**Questions**
- a) Répondez à ces questions sur le texte consacré à la robotique humanoïde :
(i) D'après Jérôme Monceaux, que faut-il simplement faire avec la machine pour qu'elle s'adapte ?
(ii) Quelle somme la jeune pousse Figure AI a-t-elle récemment levée ?
(iii) Dans quelle ville, selon Jean-Baptiste Mouret, suffit-il de traverser la rue pour acheter un moteur ?
- b) Poursuivez le texte sur la robotique humanoïde après sa dernière phrase.

#### Texte fourni

Autre avantage de l'IA générative : l'apparition du no-code, qui facilite la prise en main des robots par le public. "On n'a plus besoin de coder la machine pour qu'elle puisse s'adapter. Il faut simplement lui parler, ce qui est accessible à tout le monde", précise Jérôme Monceaux.
Qui va remporter la bataille de la robotique humanoïde ?
Les entreprises américaines sont bien sûr, de par leur expertise sur l'IA, en pôle position sur ce marché porteur. De Nvidia à Google, en passant par Tesla, Apptronik, Amazon et Hugging Face, ces sociétés entendent tirer profit de leur expertise dans le logiciel pour développer les systèmes d'exploitation des robots humanoïdes de demain. Hugging Face entend ainsi devenir "une interface robotique universelle et open-source pour les développeurs d'IA", selon les mots de son fondateur, Clément Delangue, un français expatrié à New-York. Les Etats-Unis ont également pour atout leur force de frappe financière, nourrie par un puissant écosystème de VCs, qui leur permet de lever et investir des sommes importantes : la jeune pousse Figure AI a ainsi récemment levé plus de 700 millions de dollars pour développer son robot humanoïde, qui doit intégrer les usines de BMW dans le cadre d'un partenariat. C'est près de trois fois le budget annuel de l'Inria…
La Chine, également très active dans le domaine, avec des sociétés comme Unitree Robotics (qui a sorti des quadrupèdes rappelant ceux de Boston Dynamics, mais beaucoup moins chers), DEEP Robotics et UBTECH Robotics, profite de son côté de son expérience dans l'industrie de pointe, selon Jean-Baptiste Mouret. "La Chine a un avantage énorme, à savoir que tout l'écosystème mécatronique se trouve chez elle. Quand on est à Shenzhen, il suffit de traverser la rue pour aller acheter un moteur chez un excellent spécialiste. De l'autre côté de la rue, on a quelqu'un qui fait des cartes d'asservissement pour le robot. Ni les Etats-Unis, ni l'Europe ne disposent d'un tel écosystème.

########
#### Les données

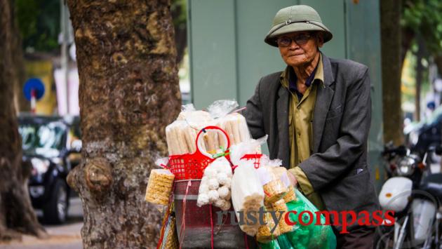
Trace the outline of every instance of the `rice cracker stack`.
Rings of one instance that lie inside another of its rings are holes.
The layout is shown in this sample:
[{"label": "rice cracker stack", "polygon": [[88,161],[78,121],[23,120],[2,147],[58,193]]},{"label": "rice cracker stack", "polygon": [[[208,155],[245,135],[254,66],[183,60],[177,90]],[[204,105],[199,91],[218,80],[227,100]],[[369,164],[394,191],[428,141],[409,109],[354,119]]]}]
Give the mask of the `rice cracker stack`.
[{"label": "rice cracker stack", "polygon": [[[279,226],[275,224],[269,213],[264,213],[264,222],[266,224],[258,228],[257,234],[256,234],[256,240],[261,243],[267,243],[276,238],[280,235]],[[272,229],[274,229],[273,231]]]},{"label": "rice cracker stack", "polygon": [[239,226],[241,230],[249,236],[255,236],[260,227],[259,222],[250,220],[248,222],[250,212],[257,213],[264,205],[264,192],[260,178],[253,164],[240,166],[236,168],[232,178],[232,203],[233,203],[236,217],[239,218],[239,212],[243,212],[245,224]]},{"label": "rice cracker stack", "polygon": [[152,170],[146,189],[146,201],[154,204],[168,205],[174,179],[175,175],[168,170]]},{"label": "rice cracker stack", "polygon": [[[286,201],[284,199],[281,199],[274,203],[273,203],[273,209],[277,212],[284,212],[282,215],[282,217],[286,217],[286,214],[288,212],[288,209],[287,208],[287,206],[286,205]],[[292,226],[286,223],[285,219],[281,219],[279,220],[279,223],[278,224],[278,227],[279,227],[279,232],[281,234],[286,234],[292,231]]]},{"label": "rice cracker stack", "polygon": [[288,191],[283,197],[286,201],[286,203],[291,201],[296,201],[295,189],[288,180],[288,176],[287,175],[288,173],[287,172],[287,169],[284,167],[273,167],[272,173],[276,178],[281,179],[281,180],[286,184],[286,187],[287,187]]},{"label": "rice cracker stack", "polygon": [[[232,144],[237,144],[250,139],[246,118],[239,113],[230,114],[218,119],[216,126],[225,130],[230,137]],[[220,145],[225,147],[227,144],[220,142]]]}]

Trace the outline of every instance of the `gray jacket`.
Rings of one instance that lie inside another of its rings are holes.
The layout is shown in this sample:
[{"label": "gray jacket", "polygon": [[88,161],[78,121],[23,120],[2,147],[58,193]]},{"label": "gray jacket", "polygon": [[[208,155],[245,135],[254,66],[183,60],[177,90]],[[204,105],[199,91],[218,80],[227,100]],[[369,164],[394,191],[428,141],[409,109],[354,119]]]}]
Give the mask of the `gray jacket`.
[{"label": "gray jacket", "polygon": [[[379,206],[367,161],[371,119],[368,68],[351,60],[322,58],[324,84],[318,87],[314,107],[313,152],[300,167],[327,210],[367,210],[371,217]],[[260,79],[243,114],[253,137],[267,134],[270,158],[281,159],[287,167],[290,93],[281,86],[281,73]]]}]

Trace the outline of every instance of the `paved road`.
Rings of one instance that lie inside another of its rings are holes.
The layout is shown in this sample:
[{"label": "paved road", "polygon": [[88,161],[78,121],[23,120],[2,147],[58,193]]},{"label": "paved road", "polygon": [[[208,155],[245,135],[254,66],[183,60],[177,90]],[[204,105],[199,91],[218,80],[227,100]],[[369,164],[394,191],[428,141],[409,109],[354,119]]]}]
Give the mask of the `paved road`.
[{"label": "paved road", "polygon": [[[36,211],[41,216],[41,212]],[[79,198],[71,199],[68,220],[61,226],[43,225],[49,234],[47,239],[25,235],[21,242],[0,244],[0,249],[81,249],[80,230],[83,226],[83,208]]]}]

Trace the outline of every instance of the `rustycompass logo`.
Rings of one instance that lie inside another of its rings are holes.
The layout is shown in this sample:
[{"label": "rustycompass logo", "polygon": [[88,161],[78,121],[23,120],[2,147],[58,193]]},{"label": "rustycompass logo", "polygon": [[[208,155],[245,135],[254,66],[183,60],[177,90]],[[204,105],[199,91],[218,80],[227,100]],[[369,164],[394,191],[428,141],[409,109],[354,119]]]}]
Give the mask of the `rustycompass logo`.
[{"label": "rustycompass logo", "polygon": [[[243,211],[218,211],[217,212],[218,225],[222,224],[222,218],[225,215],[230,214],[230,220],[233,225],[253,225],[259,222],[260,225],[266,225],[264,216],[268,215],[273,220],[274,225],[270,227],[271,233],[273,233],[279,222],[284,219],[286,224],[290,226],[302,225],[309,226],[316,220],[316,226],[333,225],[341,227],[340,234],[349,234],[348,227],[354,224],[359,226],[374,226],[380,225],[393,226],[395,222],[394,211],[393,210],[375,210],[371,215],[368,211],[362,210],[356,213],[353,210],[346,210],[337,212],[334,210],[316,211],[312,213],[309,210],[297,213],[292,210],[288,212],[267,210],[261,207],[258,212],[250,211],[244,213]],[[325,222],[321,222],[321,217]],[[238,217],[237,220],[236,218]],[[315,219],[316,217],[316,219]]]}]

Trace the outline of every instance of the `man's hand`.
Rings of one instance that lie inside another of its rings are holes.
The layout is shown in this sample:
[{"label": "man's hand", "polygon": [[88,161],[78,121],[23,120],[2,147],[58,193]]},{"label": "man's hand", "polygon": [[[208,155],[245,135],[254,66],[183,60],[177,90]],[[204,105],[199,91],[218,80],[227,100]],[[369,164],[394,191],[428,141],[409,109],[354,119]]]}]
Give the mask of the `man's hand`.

########

**Réponses**
- a)
(i) Lui parler.
(ii) Plus de 700 millions de dollars.
(iii) À Shenzhen.

- b)
Et comme un robot est quelque chose d'extrêmement intégratif, c'est-à-dire qu'il faut à la fois de l'informatique, des pièces adéquates, du montage, etc., c'est quelque chose sur lequel les Chinois sont déjà extrêmement bien positionnés. Tous les robots à bas coût qui sont sortis jusqu'à présent ont été fabriqués en Chine." L'Empire du Milieu reste cependant à la traîne des Etats-Unis sur l'aspect logiciel, même si d'importants efforts sont déployés pour rattraper ce retard.
La France a de son côté su innover très (trop ?) tôt dans ce domaine, avec d'importantes innovations sorties dès le début des années 2000 : Aldebaran Robotics, à l'origine des robots Nao et Pepper, a ainsi été fondée en 2005. "On était même en avance sur les Japonais qui, eux, avaient quand même des belles plateformes, mais qui n'étaient pas installées chez les clients. Même Sony, qui est allée plus loin que les autres dans la commercialisation, n'a vendu qu'une centaine d'exemplaires de son robot QRIO. Asimo de Honda, c'était une super plateforme de recherche, mais l'entreprise ne l'a pas vendue. Aldebaran, c'est plus de 40 000 robots vendus, on est allé sur le marché très tôt", affirme Jérôme Monceaux. La France est également bien positionnée sur l'IA générative, avec une recherche de grande qualité et des jeunes pousses prometteuses comme Mistral.
Un héritage sur lequel le pays peut désormais capitaliser, alors que le marché commence à prendre de l'élan. "Nous avons toute une chaîne de valeur de l'électronique qu'il s'agit de valoriser. Le marché français est toutefois nécessairement trop petit pour ce genre de choses. Les entreprises doivent donc viser un marché mondial ou au moins européen. La question, c'est comment on offre désormais un bassin de croissance suffisant à des nouvelles technologies électroniques en France et en Europe", estime Jérôme Monceaux.